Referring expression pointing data
++++++++++
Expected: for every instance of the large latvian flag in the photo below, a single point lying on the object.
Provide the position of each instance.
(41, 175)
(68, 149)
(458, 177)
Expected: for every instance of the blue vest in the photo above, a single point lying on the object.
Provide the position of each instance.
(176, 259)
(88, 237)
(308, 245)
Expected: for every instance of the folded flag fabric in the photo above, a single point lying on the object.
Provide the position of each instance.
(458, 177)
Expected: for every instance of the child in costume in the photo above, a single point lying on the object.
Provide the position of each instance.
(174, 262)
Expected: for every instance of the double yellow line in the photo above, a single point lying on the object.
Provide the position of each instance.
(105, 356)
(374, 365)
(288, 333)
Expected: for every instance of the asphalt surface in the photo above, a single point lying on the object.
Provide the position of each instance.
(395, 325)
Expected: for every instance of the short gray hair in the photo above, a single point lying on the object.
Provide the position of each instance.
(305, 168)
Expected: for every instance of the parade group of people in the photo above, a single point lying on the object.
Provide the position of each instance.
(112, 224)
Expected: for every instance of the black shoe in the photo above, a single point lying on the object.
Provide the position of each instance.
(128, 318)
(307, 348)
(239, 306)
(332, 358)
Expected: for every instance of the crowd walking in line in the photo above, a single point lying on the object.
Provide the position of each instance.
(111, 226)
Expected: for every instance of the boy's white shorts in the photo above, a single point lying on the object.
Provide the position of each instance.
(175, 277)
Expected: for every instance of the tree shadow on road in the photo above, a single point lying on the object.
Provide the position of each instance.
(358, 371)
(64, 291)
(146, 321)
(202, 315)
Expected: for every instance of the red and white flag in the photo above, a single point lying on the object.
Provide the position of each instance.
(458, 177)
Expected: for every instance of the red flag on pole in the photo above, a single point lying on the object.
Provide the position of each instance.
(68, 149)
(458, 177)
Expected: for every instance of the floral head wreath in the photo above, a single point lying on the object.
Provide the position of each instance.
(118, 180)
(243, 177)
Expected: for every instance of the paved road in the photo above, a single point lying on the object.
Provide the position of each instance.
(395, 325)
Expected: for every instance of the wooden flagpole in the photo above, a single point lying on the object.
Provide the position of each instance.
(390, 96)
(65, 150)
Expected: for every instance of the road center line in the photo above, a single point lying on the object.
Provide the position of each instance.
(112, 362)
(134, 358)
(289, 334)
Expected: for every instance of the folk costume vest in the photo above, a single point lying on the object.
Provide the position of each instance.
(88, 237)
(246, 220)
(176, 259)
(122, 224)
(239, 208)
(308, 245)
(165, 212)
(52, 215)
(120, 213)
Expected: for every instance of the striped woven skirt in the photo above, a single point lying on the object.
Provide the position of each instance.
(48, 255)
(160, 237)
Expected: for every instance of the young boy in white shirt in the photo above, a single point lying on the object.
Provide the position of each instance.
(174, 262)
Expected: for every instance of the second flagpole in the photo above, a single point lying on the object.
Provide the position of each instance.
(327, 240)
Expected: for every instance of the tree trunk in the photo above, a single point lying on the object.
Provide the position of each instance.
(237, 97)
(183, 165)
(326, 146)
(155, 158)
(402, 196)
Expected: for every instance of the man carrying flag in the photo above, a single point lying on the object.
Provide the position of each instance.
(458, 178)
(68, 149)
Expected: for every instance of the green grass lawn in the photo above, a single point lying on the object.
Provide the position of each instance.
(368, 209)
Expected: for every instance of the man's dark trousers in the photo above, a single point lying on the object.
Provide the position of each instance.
++++++++++
ABOUT THIS TASK
Line by line, write out the records above exactly.

EXERCISE OUTPUT
Expected: for every instance of the large latvian flag in the photo below, a single point lying on the object.
Provide the position of each instance.
(41, 175)
(68, 149)
(458, 177)
Expected: for every instance of the blue vest in the photo above, a single point lying on the object.
Provide the position of each instance.
(176, 259)
(88, 237)
(308, 245)
Expected: for every instance of the folded flag fabric in the photo above, a single point lying on the object.
Provide the position of each instance.
(458, 177)
Expected: for every instance of the child in costume in the photo above, a single point lying on the object.
Provide the position of each instance.
(174, 262)
Expected: for every instance of the double yellow line in the photo above, a single point lying on the object.
Provide the position of each instance.
(105, 356)
(374, 365)
(288, 333)
Expected: for every instance of the asphalt surface in the photo above, a single point lying on the object.
Provide the position of each instance.
(395, 325)
Expected: for every instance of the short gray hair in the photo above, a single point lying on the object.
Provide the position of each instance.
(305, 168)
Expected: for every instance of the parade group of people in the photo above, a single point lying on the object.
Provide the position of each instance.
(112, 224)
Expected: for every instance of the black shoe in the photo above, a single point lying on the object.
Provide the position of each instance.
(128, 318)
(307, 348)
(239, 306)
(332, 358)
Expected: for every instance of the crowd walking in line in the photo above, a single point lying on the object.
Provide the position of each instance.
(111, 226)
Expected: for every instance of the boy's white shorts in the photo above, a single point lying on the object.
Provide the position of each instance.
(175, 277)
Expected: for every instance of the tree shadow on road in the photo above, a single point lying on the object.
Provide the position of each instance.
(358, 371)
(64, 291)
(146, 321)
(202, 315)
Expected: for every instance of the red and white flag in the photo above, a single point lying on the object.
Provide the position of each instance.
(458, 177)
Expected: for every instance of the red flag on pole in the photo above, a single point lying on the object.
Provide the position of each instance.
(68, 149)
(458, 177)
Expected: for every instance of the floral head wreath in the photo above, a single point lying on the object.
Provide the position of each instance.
(118, 180)
(243, 177)
Expected: for every instance of the paved road in the photo above, a single point lying on the object.
Provide the position of each instance.
(395, 325)
Expected: for every instance of the wooden flagpole in the photo above, a single point lying on the object.
Provide the position of each instance.
(390, 96)
(65, 150)
Expected: for every instance of the road center line in the photo above, a single point lying on the object.
Provide the position of each instance.
(112, 362)
(134, 358)
(289, 334)
Expected: for every instance of the folk costume vest in the photo above, a single point lying on the object.
Provide the position of each instance.
(88, 237)
(246, 220)
(176, 259)
(122, 224)
(239, 208)
(308, 245)
(165, 212)
(52, 215)
(120, 213)
Expected: for every instance of the striped woven skirt in the photo above, a single point lying on the object.
Provide the position of each instance.
(48, 255)
(160, 237)
Expected: for every instance of the young boy in white shirt in the photo above, a single point lying on the object.
Provide the position of each instance.
(174, 262)
Expected: for every instance of the second flagpole in the photo above, a single point lying on the object.
Provide the position of each instance.
(327, 240)
Expected: for every instance of the tree trunk in the photo above, a single point lying on the object.
Provide the position of each instance.
(237, 97)
(183, 165)
(326, 146)
(155, 158)
(402, 196)
Expected: for every instance of the man carrying flag in the photo above, a single point lying on the object.
Provide the position of each instance.
(458, 178)
(68, 149)
Expected: for every instance of the green grass lawn in the photo above, a single point lying on the object.
Provide the position of each instance.
(368, 209)
Expected: for every instance of the man's dark trousers in the photo above, a single point lying on the object.
Provide the position of each instance.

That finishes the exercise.